[WHAT YOU ARE ASKED TO DO]
Restate the listing that follows word for word, without its pictures.

··· INFORMATION GIVEN ···

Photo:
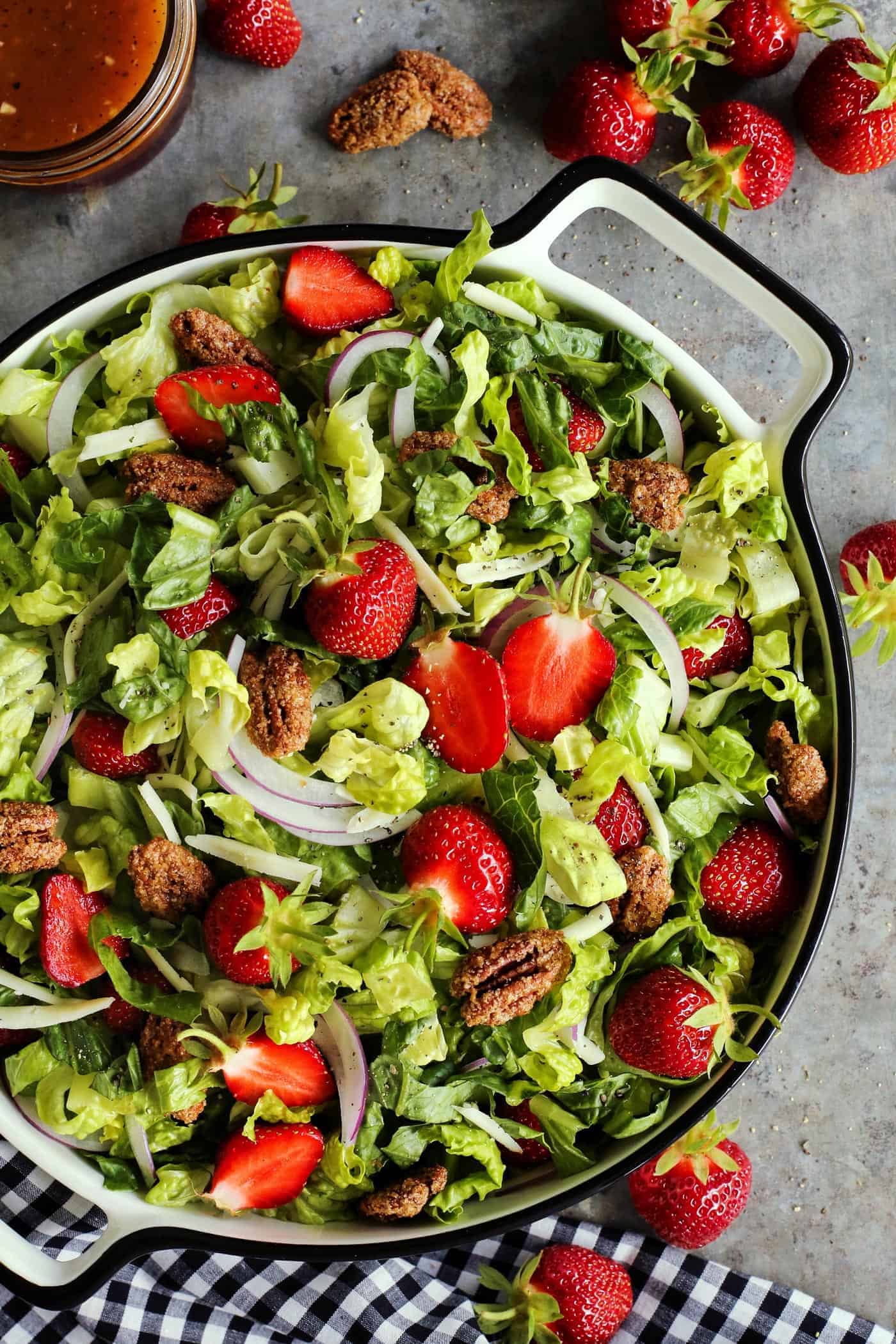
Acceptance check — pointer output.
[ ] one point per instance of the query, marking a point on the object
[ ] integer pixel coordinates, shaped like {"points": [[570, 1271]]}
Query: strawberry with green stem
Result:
{"points": [[245, 211], [694, 1191], [868, 574]]}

···

[RESPONSE BOX]
Photo:
Acceptance check — pointer output.
[ ] one point per instance of the query, marking a point on the object
[ ] integer pixel coordinates, shaped like {"points": [[570, 1271]]}
Query: strawberry with green stem
Result:
{"points": [[245, 211], [694, 1191], [868, 574]]}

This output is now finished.